Consignes à suivre
**a.** Relevez, dans l'ordre d'apparition, tous les verbes à l'infinitif du premier paragraphe du récit de blog.
**b.** Prolongez le récit de blog sur les enfants et l'écriture d'un article à partir de sa dernière phrase.

Extrait du document

J’étais motivée pour quatre pour les coacher, écouter et analyser avec eux ce qu’ils ressentent, et les pousser à mettre des mots sur ce qu’ils vivent en ce moment. Et ma quadruple motivation était bien le minimum nécessaire parce que leur réaction unanime à tous les trois quand je leur ai demandé de se relever les manches, prendre une pelle et creuser à l’intérieur d’eux-mêmes a été l’antonyme de enthousiaste !
(Maintenant que vous faites tous l’école à la maison, y’a pas que la conjugaison, y’a le vocabulaire aussi et vous êtes au taquet sur antonymes / homonymes, on est bons !  😉 ).

 

C’est à peu près la tête que les babi ont tirée à la perspective de devoir se remettre à écrire un article pour le blog. Le jour de cette photo, c’était une autre mauvaise nouvelle. Tôt le matin de notre départ pour Gili Air, Papa Écureuil et moi venions d’annoncer qu’il n’y aurait pas de petit-déj ce jour-là et qu’il n’était évidemment pas question d’entendre des ingrats se plaindre de quoi que ce soit… (Bali, novembre 2018).

Extraits de liste
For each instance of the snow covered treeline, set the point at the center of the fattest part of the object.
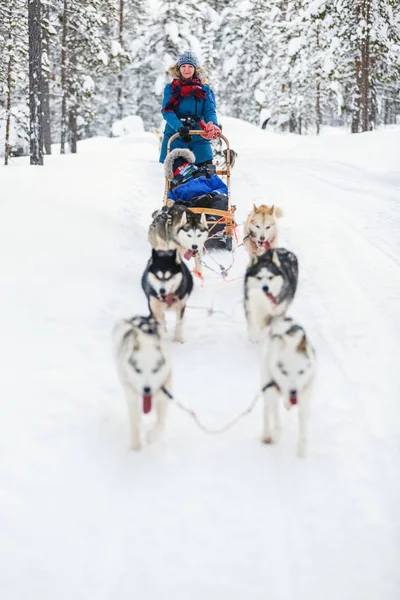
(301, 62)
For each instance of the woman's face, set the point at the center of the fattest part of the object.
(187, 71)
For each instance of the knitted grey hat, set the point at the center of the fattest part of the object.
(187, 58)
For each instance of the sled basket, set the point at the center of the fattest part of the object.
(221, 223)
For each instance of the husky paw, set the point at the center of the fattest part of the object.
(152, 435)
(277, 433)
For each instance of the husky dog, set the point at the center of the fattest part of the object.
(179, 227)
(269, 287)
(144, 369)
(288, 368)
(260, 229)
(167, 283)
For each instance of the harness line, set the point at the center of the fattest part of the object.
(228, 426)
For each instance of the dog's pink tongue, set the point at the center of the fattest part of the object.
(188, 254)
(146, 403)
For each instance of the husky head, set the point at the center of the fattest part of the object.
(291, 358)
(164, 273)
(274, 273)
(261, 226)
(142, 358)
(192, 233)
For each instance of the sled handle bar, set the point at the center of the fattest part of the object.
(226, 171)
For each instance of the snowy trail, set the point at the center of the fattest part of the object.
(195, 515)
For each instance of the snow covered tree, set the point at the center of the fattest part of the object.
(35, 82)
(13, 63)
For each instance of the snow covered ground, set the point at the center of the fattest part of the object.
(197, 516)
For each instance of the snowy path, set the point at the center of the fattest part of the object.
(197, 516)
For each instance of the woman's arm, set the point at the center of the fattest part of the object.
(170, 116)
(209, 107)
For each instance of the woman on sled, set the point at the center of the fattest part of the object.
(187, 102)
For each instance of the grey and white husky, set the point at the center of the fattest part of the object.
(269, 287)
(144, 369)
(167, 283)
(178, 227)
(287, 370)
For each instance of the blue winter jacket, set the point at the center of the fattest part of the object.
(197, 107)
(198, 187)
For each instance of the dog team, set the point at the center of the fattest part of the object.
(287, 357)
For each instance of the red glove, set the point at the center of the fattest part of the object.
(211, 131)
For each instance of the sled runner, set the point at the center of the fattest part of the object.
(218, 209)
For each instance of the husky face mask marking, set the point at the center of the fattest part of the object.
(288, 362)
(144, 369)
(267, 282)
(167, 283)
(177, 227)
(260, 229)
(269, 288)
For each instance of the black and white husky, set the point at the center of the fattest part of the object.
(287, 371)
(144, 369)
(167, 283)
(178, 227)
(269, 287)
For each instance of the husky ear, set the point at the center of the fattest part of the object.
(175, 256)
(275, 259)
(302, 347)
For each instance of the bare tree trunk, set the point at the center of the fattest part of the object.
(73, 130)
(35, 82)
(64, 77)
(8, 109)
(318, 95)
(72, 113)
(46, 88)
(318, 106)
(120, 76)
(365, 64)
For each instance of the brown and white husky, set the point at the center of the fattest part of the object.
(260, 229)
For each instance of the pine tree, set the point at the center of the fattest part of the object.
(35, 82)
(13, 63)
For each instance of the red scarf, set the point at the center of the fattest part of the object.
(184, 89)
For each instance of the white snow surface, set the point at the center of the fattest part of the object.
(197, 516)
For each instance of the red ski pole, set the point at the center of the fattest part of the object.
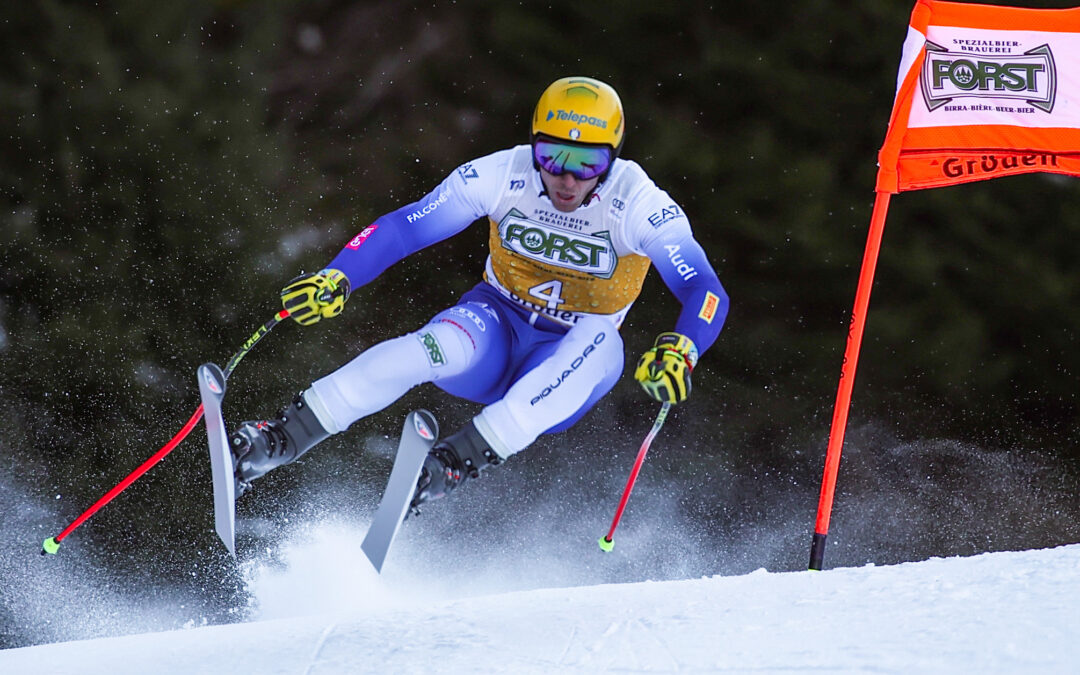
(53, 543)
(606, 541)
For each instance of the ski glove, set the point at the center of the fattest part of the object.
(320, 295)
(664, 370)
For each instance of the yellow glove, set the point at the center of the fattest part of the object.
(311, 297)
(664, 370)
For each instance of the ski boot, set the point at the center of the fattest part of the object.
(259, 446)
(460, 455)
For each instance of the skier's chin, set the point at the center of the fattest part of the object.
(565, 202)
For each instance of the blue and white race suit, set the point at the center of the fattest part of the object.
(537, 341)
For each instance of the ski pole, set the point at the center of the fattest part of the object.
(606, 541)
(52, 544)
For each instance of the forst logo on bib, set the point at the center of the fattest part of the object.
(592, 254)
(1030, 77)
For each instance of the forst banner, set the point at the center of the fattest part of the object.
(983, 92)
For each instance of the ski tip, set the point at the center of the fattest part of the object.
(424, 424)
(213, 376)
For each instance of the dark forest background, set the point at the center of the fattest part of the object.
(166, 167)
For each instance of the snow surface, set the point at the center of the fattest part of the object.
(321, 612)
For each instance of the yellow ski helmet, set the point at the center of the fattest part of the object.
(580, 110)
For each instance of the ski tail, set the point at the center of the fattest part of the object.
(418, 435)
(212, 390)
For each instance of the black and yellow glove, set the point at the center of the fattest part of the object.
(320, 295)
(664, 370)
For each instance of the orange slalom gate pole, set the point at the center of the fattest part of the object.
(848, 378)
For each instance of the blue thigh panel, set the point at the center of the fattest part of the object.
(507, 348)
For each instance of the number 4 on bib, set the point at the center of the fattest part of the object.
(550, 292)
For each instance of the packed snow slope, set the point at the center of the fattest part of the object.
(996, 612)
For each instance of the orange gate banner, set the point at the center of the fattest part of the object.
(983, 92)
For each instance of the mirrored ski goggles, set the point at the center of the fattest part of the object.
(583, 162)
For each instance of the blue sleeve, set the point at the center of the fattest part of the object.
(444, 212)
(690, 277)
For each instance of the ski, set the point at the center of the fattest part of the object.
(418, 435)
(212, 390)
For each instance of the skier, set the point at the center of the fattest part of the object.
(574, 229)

Réponses dans l'ordre
**a.** coacher, écouter, analyser, pousser, mettre, relever, prendre, creuser

**b.**
De son côté, Papa Écureuil a aménagé son temps de télétravail pour reprendre en main l’école sur la route. Et je lui voue une gratitude infinie.

– Marce, tu fais ta lecture là ?
– Non mais c’est bon ! J’l’ai d’jà faite, ouaich !
– Très bien, donc tu peux la lire à haute voix devant moi s’il te plaît ?
– Vas-y mais j’lai d’jà faite j’te dis !

(Le Marcass’ a six ans hein. Pas treize. Rapport à vivre avec des moins de douze ans, tout ça.)

Bon, c’est le temps que l’on se rôde. Que les babi se re-rôdent au statut de maître d’école du Pap’(chou). Mais on va y arriver. On y est presque déjà. Parce qu’on choisit de penser qu’on est des parents qui assurent grave, malgré tous les petits trucs qu’on foire en chemin, et on finit toujours par devenir ce qu’on choisit de croire (si si, vraiment).

Alors en souriant devant l’insolence (et devant tous ces petits trucs qu’on foire en chemin, c’est ce que je trouve le plus dur), on gagne des points paradis comme dirait mon pote David.
On demande calmement :

– D’accord Marcel, est-ce que tu parles à ta maîtresse sur ce ton ?

Et je sais (de source sûre JE SAIS) que : non. Il ne parle pas à sa maîtresse sur ce ton. Jamais il n’oserait.

 

Le Marcass’ tire la langue PARCE QUE sa maîtresse de CP/CE2 demande expressément aux CP un autoportrait à la langue tirée. Donc il obtempère. Avec les crayons de couleur qu’il vient d’utiliser bien alignés devant lui. Et nous envoyons la photo par mail à la maîtresse pour le blog de l’école (mars 2020).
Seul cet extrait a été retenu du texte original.